Contour annotation records
--- START ---

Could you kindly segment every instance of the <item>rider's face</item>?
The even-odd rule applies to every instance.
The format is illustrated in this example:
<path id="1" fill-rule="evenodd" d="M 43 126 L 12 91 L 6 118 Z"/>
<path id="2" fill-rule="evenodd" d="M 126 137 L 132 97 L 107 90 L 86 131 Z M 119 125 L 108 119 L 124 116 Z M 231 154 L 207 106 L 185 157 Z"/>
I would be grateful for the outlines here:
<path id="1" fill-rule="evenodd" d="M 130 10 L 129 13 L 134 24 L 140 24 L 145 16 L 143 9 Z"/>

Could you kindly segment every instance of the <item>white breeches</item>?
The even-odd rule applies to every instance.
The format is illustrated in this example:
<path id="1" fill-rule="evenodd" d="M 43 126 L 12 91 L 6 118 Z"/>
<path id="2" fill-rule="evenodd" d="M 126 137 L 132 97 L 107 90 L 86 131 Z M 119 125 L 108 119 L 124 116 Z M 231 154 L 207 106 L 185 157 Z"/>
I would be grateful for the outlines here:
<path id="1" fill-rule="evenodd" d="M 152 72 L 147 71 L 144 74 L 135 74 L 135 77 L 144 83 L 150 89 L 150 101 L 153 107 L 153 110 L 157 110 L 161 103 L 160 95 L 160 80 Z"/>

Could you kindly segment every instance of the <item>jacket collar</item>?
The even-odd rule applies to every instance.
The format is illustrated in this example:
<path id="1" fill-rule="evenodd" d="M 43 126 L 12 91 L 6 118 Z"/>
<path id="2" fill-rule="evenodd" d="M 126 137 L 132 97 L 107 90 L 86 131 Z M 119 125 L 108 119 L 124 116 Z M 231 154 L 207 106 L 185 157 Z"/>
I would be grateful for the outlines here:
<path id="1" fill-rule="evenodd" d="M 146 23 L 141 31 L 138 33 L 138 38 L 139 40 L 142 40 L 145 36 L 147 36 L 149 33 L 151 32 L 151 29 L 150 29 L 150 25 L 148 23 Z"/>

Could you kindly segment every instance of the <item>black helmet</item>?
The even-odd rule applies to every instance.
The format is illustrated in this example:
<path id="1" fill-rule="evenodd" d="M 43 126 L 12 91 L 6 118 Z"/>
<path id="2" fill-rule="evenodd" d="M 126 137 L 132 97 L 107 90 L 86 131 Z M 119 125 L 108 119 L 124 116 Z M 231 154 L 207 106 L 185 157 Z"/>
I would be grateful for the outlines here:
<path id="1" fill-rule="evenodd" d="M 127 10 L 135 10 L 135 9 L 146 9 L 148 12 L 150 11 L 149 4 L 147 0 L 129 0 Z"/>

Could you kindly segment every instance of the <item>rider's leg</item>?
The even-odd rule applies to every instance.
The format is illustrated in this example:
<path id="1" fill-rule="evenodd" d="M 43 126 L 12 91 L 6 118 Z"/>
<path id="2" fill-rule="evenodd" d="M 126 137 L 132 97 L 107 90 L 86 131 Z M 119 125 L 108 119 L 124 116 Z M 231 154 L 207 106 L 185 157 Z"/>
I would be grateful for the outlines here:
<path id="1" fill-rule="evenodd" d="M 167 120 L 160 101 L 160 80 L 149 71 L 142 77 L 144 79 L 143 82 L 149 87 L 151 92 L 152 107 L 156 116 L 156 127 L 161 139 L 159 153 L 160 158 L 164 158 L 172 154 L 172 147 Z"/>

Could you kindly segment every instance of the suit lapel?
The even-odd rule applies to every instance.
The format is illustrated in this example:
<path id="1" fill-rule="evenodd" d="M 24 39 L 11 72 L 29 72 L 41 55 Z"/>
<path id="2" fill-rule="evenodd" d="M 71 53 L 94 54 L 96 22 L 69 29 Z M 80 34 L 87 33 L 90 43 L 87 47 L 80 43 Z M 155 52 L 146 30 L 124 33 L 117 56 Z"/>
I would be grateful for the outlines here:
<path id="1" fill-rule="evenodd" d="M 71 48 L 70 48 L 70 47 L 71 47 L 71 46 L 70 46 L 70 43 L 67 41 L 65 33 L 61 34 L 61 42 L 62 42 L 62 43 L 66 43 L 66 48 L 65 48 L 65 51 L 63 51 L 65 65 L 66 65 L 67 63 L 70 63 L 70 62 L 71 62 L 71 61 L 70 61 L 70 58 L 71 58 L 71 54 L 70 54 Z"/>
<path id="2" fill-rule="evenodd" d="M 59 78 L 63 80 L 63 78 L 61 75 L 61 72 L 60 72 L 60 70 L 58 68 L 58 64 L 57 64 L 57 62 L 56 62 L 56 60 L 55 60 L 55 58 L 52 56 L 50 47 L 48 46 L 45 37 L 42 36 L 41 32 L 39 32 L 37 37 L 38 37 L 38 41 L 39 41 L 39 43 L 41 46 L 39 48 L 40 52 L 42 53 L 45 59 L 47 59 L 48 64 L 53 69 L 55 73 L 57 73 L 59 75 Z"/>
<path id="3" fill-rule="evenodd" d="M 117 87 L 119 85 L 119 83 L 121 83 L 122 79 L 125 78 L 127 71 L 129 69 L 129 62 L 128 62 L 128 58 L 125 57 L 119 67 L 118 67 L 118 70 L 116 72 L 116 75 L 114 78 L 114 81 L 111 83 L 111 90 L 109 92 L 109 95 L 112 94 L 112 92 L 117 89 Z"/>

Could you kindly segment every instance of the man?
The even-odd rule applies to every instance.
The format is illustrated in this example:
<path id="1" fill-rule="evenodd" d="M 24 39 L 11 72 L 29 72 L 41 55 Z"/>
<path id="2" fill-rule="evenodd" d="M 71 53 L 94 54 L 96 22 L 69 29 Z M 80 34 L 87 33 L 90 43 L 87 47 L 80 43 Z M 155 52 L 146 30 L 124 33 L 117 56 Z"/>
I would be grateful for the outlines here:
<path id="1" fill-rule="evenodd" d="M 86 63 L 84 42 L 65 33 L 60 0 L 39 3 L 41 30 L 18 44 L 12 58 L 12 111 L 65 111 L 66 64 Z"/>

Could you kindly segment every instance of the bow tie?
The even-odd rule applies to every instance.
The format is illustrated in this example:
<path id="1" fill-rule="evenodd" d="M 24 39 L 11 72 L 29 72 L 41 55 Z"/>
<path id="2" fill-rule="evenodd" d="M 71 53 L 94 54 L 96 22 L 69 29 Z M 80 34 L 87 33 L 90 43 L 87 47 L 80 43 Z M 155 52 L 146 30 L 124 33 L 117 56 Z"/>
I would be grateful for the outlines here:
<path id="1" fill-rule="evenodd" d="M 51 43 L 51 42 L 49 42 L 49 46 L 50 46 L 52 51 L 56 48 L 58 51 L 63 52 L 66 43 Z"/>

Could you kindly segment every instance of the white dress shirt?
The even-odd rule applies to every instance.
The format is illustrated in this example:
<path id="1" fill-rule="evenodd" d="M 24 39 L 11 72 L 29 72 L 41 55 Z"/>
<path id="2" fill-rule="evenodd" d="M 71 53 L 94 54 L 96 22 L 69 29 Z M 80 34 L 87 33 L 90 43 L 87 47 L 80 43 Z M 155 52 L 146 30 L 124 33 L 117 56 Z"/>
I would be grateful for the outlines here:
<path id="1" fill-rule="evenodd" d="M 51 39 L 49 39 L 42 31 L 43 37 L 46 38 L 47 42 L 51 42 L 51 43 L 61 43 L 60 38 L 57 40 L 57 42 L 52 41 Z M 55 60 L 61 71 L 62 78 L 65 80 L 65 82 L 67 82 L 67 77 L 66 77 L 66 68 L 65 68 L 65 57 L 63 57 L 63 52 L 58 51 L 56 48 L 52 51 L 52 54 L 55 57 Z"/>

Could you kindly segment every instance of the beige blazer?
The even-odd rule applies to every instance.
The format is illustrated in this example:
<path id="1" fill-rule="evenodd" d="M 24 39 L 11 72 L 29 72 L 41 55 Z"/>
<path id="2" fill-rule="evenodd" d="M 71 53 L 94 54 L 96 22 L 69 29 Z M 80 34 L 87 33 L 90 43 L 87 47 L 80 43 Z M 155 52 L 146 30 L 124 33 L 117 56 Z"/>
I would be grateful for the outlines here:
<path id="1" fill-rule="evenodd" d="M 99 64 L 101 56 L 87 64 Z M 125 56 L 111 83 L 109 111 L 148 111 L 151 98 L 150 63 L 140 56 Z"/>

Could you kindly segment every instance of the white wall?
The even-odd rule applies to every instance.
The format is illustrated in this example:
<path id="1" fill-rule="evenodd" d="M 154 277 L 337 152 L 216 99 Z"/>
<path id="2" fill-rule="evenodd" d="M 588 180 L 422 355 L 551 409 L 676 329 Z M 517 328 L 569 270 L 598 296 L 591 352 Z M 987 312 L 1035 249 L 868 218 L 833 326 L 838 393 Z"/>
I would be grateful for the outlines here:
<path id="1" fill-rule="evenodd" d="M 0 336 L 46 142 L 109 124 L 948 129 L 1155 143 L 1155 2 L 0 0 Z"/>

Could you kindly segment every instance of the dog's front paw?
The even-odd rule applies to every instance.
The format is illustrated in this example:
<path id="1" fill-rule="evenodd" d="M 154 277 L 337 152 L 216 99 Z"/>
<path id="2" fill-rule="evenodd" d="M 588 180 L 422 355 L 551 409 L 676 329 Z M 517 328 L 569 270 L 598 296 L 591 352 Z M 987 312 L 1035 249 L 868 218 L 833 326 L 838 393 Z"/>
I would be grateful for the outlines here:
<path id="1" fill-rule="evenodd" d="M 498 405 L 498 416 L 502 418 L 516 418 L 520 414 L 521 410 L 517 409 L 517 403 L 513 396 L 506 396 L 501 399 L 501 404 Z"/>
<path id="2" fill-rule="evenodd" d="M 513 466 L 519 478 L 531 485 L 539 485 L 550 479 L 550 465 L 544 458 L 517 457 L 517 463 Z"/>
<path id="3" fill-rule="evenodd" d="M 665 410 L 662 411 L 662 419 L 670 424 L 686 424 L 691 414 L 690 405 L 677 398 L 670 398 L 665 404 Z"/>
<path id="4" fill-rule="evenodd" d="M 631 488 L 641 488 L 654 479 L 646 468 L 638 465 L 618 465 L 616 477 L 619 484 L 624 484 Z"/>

--- END ---

Task objective: Can you pull out the lines of the material from its very start through the line containing "130 10 L 129", including that line, and reproduce them unchanged?

Result below:
Could you kindly segment every instance of the <item>rider's face</item>?
The even-odd rule applies to every instance.
The format is illustrated in this example:
<path id="1" fill-rule="evenodd" d="M 43 126 L 12 91 L 6 118 Z"/>
<path id="2" fill-rule="evenodd" d="M 126 137 L 132 97 L 107 90 L 86 131 Z M 119 125 L 108 119 L 124 116 Z M 231 154 L 207 106 L 185 157 Z"/>
I would be grateful for the outlines here:
<path id="1" fill-rule="evenodd" d="M 130 10 L 129 13 L 134 24 L 140 24 L 145 16 L 143 9 Z"/>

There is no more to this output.